[Text under study — start]

Wealth tax could give bigger-than-expected boost to Canada's coffers

Policy think tank argues widely cited estimate of resulting revenue grossly overestimates impact of 'behavioural responses'

Wealth tax could give bigger-than-expected boost to Canada's coffers

As Canadian policymakers continue to focus on supporting the pandemic-hit economy, the Canadian Centre for Policy Alternatives (CCPA) has published a new report revisiting the value of a wealth tax in funding such government efforts.

According to the report written by Alex Hemingway, economist and public finance policy analyst at the CCPA, implementing a tax of 1% on wealth exceeding $20 million in Canada would yield roughly $10 billion in its first year, nearly twice the commonly cited estimate of $5.6 billion.

“This paper’s updated estimates of wealth tax revenue corrects for two limitations in the most recent and commonly cited wealth tax revenue estimate from the Parliamentary Budget Office (PBO) in July 2020, while maintaining the core of PBO’s methodology,” Hemingway said.

While the PBO’s estimate of wealth tax revenues reflected the large drop in asset values early in the pandemic, he argued that asset values in Canada have since rapidly recovered. To correct for this, he updated the PBO’s wealth data set with the most recent data from Statistics Canada, using a methodology that the PBO had previously published.

“When the latest aggregate wealth data is used, this adds $800 million to the projected net revenue for a 1% wealth tax compared to the earlier PBO estimate of $5.6 billion,” Hemingway said.

More significantly, he questioned the PBO’s assumption that “behavioural responses” such as tax avoidance and evasion would erase 35% of the wealth tax base, arguing that it falls out of line with the latest economic research on wealth taxes.

[Text under study — finish]

● **Required action 1**: According to the wealth tax article, how much revenue would a 1% tax on wealth over $20 million in Canada raise in its first year?
● **Required action 2**: Transcribe the wealth tax article from "As Canadian policymakers" to "such government efforts.".

[Entries provided — start]

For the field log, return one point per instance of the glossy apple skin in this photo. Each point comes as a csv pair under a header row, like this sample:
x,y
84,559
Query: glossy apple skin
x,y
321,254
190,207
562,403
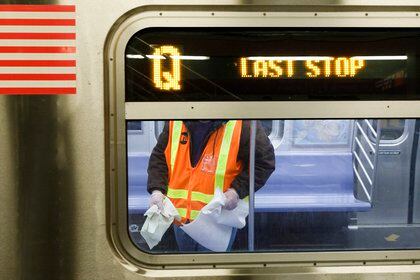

[Entries provided — finish]

● **Problem solution 1**: Roughly $10 billion.

● **Problem solution 2**:
As Canadian policymakers continue to focus on supporting the pandemic-hit economy, the Canadian Centre for Policy Alternatives (CCPA) has published a new report revisiting the value of a wealth tax in funding such government efforts.